◆ Records for this exercise
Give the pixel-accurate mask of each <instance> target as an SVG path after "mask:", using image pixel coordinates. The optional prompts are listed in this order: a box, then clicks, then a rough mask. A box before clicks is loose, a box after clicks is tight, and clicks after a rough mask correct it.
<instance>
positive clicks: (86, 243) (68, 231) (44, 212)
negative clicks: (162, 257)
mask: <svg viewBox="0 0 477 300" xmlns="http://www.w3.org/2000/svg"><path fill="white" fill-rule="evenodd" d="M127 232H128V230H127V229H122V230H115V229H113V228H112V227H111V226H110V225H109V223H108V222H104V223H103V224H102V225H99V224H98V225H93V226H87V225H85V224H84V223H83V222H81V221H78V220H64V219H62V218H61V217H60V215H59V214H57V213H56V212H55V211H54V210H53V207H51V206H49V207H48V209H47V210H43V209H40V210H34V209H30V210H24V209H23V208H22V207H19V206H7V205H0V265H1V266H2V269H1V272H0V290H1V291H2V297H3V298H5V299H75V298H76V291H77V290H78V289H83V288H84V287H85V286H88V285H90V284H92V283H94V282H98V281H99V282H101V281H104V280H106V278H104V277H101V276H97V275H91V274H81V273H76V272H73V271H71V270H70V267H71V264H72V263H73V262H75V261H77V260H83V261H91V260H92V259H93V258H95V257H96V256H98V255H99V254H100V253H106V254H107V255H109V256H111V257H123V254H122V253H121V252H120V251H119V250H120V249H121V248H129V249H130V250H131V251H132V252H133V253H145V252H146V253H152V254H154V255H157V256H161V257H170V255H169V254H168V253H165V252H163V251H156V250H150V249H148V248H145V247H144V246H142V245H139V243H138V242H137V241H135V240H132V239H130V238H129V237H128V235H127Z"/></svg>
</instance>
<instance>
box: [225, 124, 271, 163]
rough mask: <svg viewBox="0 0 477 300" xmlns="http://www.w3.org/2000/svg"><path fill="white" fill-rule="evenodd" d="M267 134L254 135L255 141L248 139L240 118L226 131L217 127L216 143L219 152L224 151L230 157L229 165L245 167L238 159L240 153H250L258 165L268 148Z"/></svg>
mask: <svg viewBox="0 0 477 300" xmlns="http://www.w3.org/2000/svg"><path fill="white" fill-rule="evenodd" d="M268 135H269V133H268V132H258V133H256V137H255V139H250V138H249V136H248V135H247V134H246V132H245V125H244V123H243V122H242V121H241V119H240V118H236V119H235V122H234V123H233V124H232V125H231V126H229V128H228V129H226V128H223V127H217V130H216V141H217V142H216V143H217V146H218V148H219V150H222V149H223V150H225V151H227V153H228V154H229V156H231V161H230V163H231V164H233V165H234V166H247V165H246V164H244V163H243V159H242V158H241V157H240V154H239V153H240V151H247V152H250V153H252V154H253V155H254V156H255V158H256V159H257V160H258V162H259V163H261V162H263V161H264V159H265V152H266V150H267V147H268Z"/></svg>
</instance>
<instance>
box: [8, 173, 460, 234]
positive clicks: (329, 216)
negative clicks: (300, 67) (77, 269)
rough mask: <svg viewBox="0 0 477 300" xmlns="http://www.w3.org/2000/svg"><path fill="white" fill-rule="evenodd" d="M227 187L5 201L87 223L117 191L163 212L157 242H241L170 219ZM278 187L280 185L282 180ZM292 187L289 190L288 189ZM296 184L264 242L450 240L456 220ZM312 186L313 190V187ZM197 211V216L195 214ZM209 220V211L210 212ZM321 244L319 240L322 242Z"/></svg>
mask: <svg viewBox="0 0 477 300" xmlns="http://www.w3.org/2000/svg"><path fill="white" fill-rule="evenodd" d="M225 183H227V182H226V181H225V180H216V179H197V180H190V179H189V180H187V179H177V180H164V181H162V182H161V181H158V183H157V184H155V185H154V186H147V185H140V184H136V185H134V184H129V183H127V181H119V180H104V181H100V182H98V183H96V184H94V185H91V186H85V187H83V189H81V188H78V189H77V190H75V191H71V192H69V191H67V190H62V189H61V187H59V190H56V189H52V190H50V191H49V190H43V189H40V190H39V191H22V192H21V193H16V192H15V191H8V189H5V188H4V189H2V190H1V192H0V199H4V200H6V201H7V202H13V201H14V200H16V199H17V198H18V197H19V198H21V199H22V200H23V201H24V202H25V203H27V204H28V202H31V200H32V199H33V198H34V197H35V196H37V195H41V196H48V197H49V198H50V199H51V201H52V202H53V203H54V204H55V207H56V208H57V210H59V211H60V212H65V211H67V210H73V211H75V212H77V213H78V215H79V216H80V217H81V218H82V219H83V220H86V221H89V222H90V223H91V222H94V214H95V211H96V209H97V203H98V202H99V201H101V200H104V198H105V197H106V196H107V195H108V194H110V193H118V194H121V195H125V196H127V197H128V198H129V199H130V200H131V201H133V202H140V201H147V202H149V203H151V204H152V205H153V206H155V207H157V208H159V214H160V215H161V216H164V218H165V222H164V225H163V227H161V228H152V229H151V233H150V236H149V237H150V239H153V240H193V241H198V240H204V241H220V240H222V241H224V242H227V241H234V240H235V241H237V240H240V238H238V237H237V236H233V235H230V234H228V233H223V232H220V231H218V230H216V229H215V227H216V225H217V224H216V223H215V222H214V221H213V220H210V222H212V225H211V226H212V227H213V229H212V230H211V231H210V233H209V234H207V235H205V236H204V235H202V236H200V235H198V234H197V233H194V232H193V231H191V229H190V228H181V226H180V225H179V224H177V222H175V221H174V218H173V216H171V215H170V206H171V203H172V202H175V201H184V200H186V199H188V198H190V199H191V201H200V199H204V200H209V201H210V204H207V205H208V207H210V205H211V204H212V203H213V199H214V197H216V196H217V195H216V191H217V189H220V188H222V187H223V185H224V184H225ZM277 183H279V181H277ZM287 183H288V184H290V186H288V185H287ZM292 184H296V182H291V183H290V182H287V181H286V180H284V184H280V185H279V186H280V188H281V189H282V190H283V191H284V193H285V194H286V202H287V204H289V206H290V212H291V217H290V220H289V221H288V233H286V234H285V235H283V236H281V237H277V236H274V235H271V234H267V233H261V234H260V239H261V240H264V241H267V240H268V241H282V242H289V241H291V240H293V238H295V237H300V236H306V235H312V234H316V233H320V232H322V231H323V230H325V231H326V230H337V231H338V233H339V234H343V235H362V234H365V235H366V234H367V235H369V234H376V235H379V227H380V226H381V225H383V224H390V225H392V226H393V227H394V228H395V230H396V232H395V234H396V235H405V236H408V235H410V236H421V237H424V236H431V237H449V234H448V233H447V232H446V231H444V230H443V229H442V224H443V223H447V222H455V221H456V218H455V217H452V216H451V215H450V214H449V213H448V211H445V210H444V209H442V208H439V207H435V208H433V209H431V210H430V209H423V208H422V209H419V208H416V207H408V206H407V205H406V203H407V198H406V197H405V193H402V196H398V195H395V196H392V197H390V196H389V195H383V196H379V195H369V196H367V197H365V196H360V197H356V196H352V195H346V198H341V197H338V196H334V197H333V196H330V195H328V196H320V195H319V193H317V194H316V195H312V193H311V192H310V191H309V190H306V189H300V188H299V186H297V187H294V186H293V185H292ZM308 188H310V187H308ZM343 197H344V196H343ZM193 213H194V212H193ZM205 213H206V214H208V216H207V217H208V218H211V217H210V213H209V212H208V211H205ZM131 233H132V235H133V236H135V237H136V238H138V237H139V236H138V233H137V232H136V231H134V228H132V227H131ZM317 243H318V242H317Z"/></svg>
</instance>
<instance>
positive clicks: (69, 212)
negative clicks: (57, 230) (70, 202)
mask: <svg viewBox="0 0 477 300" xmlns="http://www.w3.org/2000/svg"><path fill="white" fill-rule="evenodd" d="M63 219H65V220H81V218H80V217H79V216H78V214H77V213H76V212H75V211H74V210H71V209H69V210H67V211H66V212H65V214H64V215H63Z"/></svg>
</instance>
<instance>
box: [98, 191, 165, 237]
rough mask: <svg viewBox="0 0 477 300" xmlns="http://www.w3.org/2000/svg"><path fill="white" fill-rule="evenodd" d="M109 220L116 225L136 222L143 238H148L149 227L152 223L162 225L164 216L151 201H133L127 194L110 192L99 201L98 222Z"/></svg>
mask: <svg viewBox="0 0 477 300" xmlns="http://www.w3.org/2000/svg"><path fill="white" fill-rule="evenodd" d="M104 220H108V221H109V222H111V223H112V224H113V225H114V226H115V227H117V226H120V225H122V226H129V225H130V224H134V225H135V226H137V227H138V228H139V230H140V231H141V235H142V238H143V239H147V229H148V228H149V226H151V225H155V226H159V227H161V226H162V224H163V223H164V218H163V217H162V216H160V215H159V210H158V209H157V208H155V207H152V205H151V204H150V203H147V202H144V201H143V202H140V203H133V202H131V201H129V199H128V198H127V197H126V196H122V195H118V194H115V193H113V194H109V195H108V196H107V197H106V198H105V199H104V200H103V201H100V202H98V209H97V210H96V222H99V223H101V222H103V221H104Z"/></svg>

◆ What the task requires
Reproduce the material verbatim, starting at its first line and stopping after the line that contains "negative clicks: (162, 257)".

◆ Your response
Give the pixel-accurate mask of each <instance> target as an SVG path after "mask:", using image pixel coordinates. The optional prompts are listed in this order: a box, then clicks, then a rough mask. A box before clicks is loose, a box after clicks is tight, and clicks after a rough mask correct it.
<instance>
positive clicks: (86, 243) (68, 231) (44, 212)
negative clicks: (162, 257)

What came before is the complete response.